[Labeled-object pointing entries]

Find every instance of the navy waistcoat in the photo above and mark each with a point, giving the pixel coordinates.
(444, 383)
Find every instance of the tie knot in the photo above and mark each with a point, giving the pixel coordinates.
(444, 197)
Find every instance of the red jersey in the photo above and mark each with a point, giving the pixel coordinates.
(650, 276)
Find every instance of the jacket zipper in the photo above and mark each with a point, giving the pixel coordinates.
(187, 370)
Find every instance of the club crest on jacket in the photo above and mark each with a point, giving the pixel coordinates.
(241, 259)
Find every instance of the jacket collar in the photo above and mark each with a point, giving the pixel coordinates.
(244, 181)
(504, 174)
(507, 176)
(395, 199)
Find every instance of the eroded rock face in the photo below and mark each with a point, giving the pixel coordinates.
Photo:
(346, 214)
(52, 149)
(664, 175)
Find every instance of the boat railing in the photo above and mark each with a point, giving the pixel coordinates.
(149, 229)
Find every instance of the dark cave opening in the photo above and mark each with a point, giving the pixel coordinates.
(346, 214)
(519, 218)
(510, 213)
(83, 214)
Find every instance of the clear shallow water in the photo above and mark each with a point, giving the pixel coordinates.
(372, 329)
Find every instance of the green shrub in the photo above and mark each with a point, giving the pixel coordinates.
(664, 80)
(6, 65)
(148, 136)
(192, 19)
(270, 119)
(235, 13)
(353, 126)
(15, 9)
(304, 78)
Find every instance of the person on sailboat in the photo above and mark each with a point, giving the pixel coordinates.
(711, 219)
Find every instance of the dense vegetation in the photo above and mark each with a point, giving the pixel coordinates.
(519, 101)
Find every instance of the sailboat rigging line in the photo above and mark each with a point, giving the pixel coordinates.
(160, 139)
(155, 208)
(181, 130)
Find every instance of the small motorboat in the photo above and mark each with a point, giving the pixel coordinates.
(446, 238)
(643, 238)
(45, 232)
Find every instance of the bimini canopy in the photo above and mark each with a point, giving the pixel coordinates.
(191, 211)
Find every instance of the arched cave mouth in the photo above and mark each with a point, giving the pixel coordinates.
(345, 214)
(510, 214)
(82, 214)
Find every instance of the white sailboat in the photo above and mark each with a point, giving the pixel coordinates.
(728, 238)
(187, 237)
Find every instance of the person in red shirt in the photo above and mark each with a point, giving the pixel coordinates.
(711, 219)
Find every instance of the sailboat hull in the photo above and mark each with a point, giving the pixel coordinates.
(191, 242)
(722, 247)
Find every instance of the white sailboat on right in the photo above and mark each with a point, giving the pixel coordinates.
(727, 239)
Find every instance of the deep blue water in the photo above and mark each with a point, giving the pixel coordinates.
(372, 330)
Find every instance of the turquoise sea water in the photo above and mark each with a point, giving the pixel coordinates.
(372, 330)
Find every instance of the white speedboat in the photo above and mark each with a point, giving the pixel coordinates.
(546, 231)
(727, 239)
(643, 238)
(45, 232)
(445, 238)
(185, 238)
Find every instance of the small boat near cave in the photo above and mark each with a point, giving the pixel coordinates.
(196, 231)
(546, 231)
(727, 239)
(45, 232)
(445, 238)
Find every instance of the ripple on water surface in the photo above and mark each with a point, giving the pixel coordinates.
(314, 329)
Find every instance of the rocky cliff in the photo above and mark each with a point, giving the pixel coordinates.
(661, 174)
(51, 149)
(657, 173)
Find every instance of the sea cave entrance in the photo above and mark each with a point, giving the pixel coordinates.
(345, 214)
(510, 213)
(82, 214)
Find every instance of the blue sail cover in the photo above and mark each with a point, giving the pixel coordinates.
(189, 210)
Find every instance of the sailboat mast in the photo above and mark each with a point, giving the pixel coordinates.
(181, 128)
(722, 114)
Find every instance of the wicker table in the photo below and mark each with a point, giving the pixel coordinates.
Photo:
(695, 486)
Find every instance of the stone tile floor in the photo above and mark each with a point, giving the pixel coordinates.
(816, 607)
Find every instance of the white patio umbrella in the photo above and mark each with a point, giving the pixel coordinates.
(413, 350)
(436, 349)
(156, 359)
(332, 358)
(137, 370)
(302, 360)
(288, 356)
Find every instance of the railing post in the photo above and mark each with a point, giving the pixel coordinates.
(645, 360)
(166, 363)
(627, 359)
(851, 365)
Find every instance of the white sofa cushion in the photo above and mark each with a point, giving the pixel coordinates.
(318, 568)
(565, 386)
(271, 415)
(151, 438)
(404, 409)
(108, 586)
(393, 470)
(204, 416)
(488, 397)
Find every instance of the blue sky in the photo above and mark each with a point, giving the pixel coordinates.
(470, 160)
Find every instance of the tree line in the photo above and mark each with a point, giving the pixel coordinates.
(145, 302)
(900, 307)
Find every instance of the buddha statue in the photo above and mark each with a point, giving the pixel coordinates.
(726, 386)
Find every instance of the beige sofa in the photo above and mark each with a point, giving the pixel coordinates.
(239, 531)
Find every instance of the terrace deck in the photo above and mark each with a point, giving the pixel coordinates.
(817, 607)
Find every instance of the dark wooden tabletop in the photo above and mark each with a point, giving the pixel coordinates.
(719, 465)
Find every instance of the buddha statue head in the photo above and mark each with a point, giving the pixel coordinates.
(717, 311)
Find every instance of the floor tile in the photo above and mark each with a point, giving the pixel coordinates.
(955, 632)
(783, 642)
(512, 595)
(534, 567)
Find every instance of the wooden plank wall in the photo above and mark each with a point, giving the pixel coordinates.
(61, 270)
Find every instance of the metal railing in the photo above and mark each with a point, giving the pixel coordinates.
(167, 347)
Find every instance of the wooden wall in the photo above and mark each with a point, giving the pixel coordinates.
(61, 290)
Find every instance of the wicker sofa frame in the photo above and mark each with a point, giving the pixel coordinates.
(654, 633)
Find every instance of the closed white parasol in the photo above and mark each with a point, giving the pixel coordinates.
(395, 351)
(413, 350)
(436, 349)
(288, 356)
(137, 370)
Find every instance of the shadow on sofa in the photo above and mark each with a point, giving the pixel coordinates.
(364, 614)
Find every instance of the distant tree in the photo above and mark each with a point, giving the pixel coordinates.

*Exercise*. Transcribe all of the labeled-object pointing material above verbatim, line for line, from first to last.

*Response for this exercise*.
Find every instance of the navy waistcoat in the photo above and mark each with a point, giving the pixel coordinates.
(444, 383)
Find every instance of the tie knot in the photo above and mark each with a point, giving the pixel coordinates.
(444, 197)
Find every instance of the red jersey in the photo above and mark each with a point, giving the pixel coordinates.
(650, 276)
Find every instance of the jacket zipper in the photo above and mark each with a point, giving the pixel coordinates.
(187, 370)
Find every instance of the club crest on jacket in the photo above and mark each with a point, giving the pixel coordinates.
(241, 259)
Find every instance of the jacket collar in the photo above and mark each with a point, giving the pixel coordinates.
(244, 181)
(504, 174)
(507, 176)
(395, 199)
Find every instance of the eroded rock face in the photo below and mark each with a point, giving the pixel coordinates.
Photo:
(346, 214)
(52, 149)
(664, 175)
Find every instance of the boat railing in the photo above and mark each with a point, giving the pixel coordinates.
(149, 229)
Find every instance of the dark cave opening in the photo above and mark each with a point, giving the pixel coordinates.
(346, 214)
(519, 218)
(510, 213)
(83, 214)
Find every instance of the clear shallow water in the photo above and mark each with a point, giving the pixel coordinates.
(372, 329)
Find every instance of the green shrub in the photo above and mark each with a point, giving the pixel coordinates.
(664, 80)
(6, 65)
(148, 136)
(192, 19)
(270, 119)
(235, 13)
(353, 126)
(15, 9)
(304, 78)
Find every instance of the person on sailboat in the photo above and mark each with a point, giving the pixel coordinates.
(711, 219)
Find every instance of the dense vegetation in the photo above and mark each with a point, giving the pixel coordinates.
(519, 101)
Find every instance of the sailboat rigging line in the photo above and mark each with a point, giving the pixel coordinates.
(160, 139)
(155, 208)
(181, 130)
Find every instance of the small motorboat in the photo above and mark each with a point, giving the pixel coordinates.
(446, 238)
(643, 238)
(45, 232)
Find every instance of the bimini canopy in the photo above and mark each with a point, giving the pixel coordinates.
(191, 211)
Find every instance of the arched cave mouth in the photo above and mark each with a point, giving the pixel coordinates.
(345, 214)
(510, 214)
(82, 214)
Find every instance of the white sailboat in the photo above and mark each with a point, giving the pixel coordinates.
(728, 238)
(187, 237)
Find every instance of the person in red shirt in the photo above and mark each with a point, giving the pixel coordinates.
(711, 219)
Find every instance of the sailboat hull in the photo above and mark each with a point, giving the pixel coordinates.
(191, 242)
(722, 247)
Find every instance of the white sailboat on right in the photo above and mark each with a point, giving the pixel coordinates.
(727, 239)
Find every instance of the deep blue water in the photo above and mark each with a point, giving the pixel coordinates.
(372, 330)
Find every instance of the turquoise sea water in the photo above and mark each with a point, giving the pixel coordinates.
(372, 330)
Find every instance of the white speedboat in the photo above and mark each with a point, giving the pixel coordinates.
(546, 231)
(727, 239)
(643, 238)
(45, 232)
(445, 238)
(185, 238)
Find every instance of the small boat near cave in the photo above and mark each with a point, giving the pixel coordinates.
(196, 231)
(546, 231)
(727, 239)
(45, 232)
(445, 238)
Find every instance of the ripple on water surface in the photo above and mark each with a point, giving the pixel coordinates.
(314, 329)
Find every instance of the rocky cliff in the photo above and mark each with a point, giving the pixel coordinates.
(661, 174)
(51, 149)
(657, 173)
Find every instance of the sea cave entrance in the photo above and mark each with a point, giving the pixel coordinates.
(345, 214)
(510, 213)
(82, 214)
Find every instance of the blue sail cover in the photo above and mark each with a point, giving the pixel coordinates.
(189, 210)
Find every instance of the sailboat mast in the photo above and mark each with a point, giving the pixel coordinates.
(181, 128)
(722, 114)
Find every instance of the wicker table in the photo below and mark each with a point, giving the pixel coordinates.
Photo:
(695, 486)
Find every instance of the stone tile floor in the photo above and mark each with a point, giving the pixel coordinates.
(816, 607)
Find every instance of the white patio umbrella in the photo above and mark each with a point, giving the pixel coordinates.
(413, 350)
(436, 349)
(156, 359)
(332, 358)
(137, 370)
(302, 360)
(288, 356)
Find every instance of the railing post in the photo above and mark each with a point, giving the pixel coordinates.
(645, 360)
(166, 363)
(627, 359)
(851, 365)
Find every instance of the white sofa cushion in the photo above and mark each with a point, giving the pixel coordinates.
(318, 568)
(565, 386)
(271, 415)
(151, 438)
(404, 409)
(108, 586)
(393, 470)
(204, 416)
(488, 397)
Find every instance of the blue sky in the photo above and mark each with a point, giving the pixel coordinates.
(470, 160)
Find every instance of the tree line in the photo above and mark each with a point, giving the pixel coordinates.
(145, 302)
(900, 307)
Find every instance of the buddha statue in the photo above and mark each with a point, giving the pixel coordinates.
(726, 386)
Find every instance of the beige sofa in the photo above and mark each with a point, giving the pixel coordinates.
(239, 531)
Find every instance of the terrace deck in the photo above and mark each with a point, giving the pixel coordinates.
(817, 607)
Find every instance of the dark wooden tabletop in the photo above and mark each with a point, giving the pixel coordinates.
(719, 465)
Find every instance of the buddha statue head in the photo above and mark each with a point, giving the pixel coordinates.
(717, 311)
Find every instance of the floor tile in the photo above and mark each with a point, giving the pixel coordinates.
(955, 632)
(783, 642)
(512, 595)
(534, 567)
Find every instance of the wooden plank wall in the photo above and mark each with a point, giving the pixel coordinates.
(61, 270)
Find every instance of the metal railing in the photo above and mark each with a point, giving the pixel coordinates.
(167, 347)
Find every instance of the wooden wall in the photo above and mark each with a point, giving the pixel coordinates.
(61, 290)
Find every instance of the wicker sofa frame in the photo above and mark each with a point, giving the pixel coordinates.
(654, 633)
Find every instance of the closed white parasol in the photo above and mark each with a point, giving the pixel coordinates.
(395, 351)
(413, 350)
(436, 349)
(288, 356)
(137, 370)
Find every instance of the shadow on sofa in the photo above and mark each with a point, giving the pixel coordinates.
(364, 614)
Find every instance of the distant tree in the photo above and mark each with a point, giving the pixel coordinates.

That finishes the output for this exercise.